[Provided text]
"""
Equity is a separate system of law

There were two main categories of cases which were referred to the chancellor. [2] 

Most of the cases were under the second category. However Chancellor never tried to develop a new system of laws in equity. He only gave fair decisions for problems which were aroused to him. Actually common law courts and the chancery courts were two separate bodies so they acted in different ways. Chancery court acted with the purpose of giving a fair result according to their conscience while the common law courts followed the strict rules which they were bound when giving a decision.

In Lord Dudley v Lady Dudley [1705] [3] Lord Cowper gave a brief explanation about equity “ Equity is not a part of law, but a moral virtue which qualifies, moderates and reform the rigour, hardness and the edge of the law" [4] .

Above statement clearly emphasize the fact that the equity is a separate system of law and it also moderate the common law and helps to soft the common law. Further more as equity is a separate system of law it has separate remedies as well. In equity there are injunctions, specific performance, Compensation, rescission, rectification and more. But in common law there are only Damages and common law tracing. Mainly equity had to supplement the common law as common law didn’t have appropriate remedies and no adequate writ system. Moreover new equitable remedies were invented and intended a person not society in general as in common law. But however if there was conflict between equity and common law, equity could use the common injunction to prevent the common law judgment being enforced. So the common law lawyers did debate about this fact. As equity should prevail at last it is good to use a common injunction when there is injustice in the decision of common law. At last justice will prevail not the injustice.

The revolution of the equity happened when the Judicature Act came in to the operation on 1875. This Act started administrating common law and equity in the same courts. So that the common law courts also started using equitable remedies for some extent. This Act brought a fusion of administration instead of principles. However subjected to the section 25 of this Act it indicates that if there are conflicts or variance with common law and equity, equity should prevail not the common law.
"""
[Your instructions] Duplicate the passage of the equity essay that begins with the words containing "Most of the" and ends with "giving a decision.". The listing has no connection to the equity essay.

[Data excerpt]
"""
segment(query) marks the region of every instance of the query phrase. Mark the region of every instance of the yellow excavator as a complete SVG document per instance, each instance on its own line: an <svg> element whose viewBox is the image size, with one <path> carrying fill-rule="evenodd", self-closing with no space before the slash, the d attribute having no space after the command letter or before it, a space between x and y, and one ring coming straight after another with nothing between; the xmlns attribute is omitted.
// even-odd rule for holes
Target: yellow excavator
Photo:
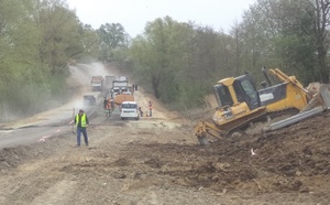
"""
[Complete response]
Most of the cases were under the second category. However Chancellor never tried to develop a new system of laws in equity. He only gave fair decisions for problems which were aroused to him. Actually common law courts and the chancery courts were two separate bodies so they acted in different ways. Chancery court acted with the purpose of giving a fair result according to their conscience while the common law courts followed the strict rules which they were bound when giving a decision.